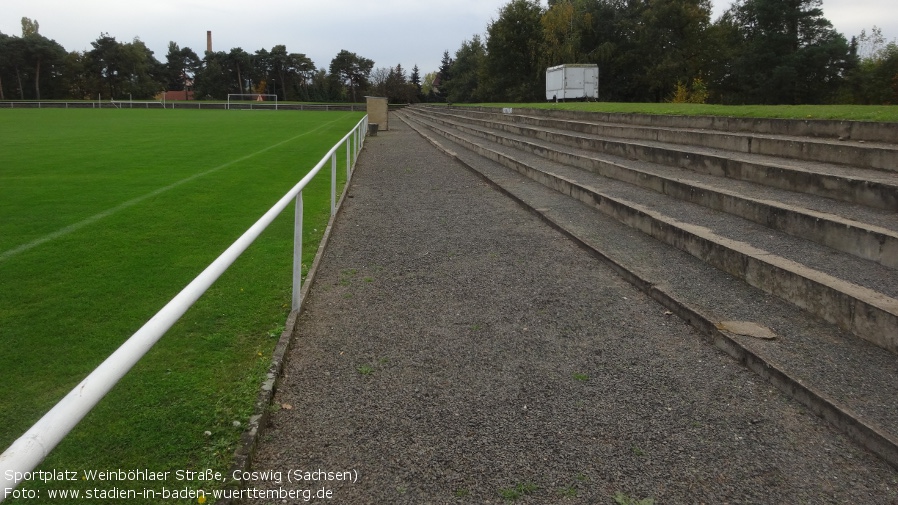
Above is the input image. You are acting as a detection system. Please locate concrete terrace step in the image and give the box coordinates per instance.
[406,108,898,267]
[402,111,898,465]
[430,108,898,171]
[402,107,898,353]
[400,110,898,353]
[418,108,898,211]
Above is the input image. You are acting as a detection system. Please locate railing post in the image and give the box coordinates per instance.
[331,151,337,216]
[293,191,302,310]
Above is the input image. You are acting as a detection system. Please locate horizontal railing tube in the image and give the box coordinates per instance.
[0,116,368,496]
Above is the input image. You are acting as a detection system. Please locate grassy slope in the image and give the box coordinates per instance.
[0,110,361,503]
[456,102,898,122]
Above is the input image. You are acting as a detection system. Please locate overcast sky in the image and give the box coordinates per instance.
[0,0,898,76]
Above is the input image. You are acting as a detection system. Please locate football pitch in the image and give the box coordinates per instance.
[0,109,363,503]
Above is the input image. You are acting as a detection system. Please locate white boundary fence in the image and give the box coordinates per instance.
[0,100,367,112]
[0,116,368,496]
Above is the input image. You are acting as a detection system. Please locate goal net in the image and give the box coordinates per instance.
[228,93,278,110]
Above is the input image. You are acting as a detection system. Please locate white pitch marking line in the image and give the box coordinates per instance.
[0,118,342,262]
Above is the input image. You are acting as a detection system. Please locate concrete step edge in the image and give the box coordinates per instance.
[406,109,898,268]
[410,109,898,211]
[426,104,898,172]
[402,108,898,468]
[402,110,898,354]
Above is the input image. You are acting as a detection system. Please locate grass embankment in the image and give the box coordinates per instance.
[0,109,362,503]
[459,102,898,122]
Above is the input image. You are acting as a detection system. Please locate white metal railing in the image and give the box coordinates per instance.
[0,116,368,496]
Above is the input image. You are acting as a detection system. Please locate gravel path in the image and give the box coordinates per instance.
[246,115,898,504]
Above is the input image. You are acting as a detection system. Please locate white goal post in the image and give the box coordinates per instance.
[228,93,278,110]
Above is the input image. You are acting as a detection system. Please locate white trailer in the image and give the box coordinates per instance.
[546,65,599,102]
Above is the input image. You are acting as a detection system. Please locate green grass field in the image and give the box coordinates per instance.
[0,109,363,503]
[459,102,898,122]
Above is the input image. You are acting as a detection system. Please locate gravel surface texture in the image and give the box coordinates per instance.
[402,109,898,444]
[246,116,898,504]
[404,111,898,298]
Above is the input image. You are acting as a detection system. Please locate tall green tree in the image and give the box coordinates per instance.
[635,0,711,102]
[722,0,849,104]
[481,0,545,102]
[444,35,486,102]
[330,49,374,102]
[165,41,202,91]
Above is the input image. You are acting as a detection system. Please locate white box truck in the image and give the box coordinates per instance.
[546,65,599,102]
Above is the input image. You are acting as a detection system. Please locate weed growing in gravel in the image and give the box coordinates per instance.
[614,491,655,505]
[268,324,286,338]
[499,481,539,501]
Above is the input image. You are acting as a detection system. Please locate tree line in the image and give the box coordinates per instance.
[424,0,898,104]
[0,18,417,102]
[0,0,898,104]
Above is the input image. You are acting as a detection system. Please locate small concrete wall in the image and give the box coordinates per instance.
[365,96,390,131]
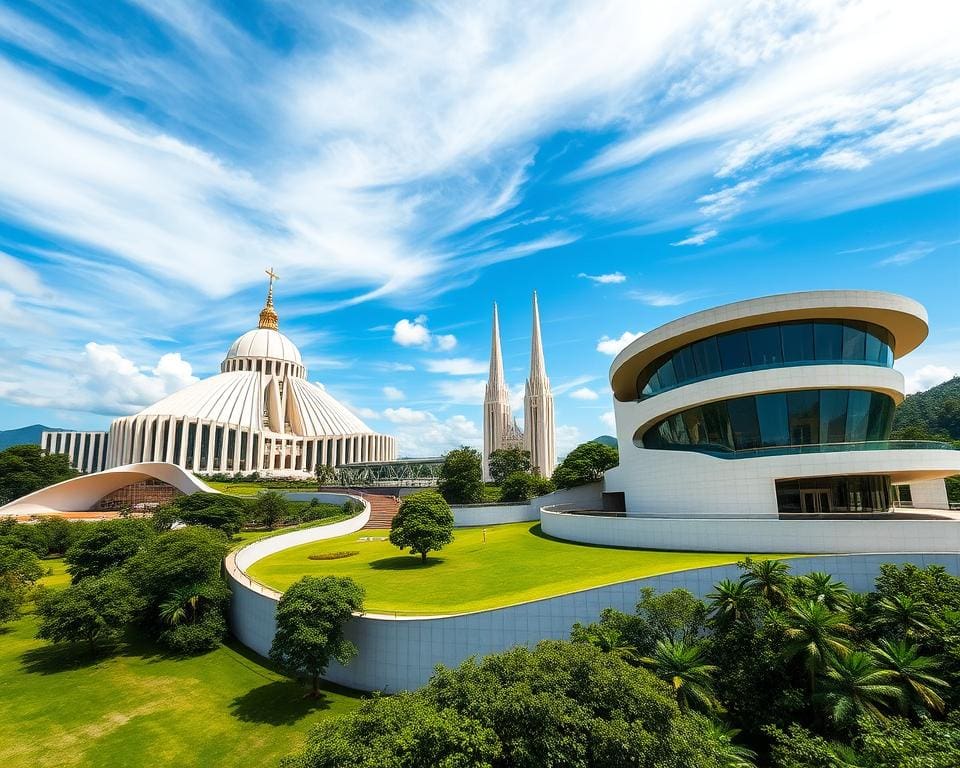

++++

Pick out and copy each line of the listing above that contains the string "post". Case counts.

Above is the input image. You are acting as a detection system. Please locate railing post in the image and give the box coordinates per instance.
Above is the input image. You are acting as a detection system. Please locate white goal post in the image and give the box coordinates per instance.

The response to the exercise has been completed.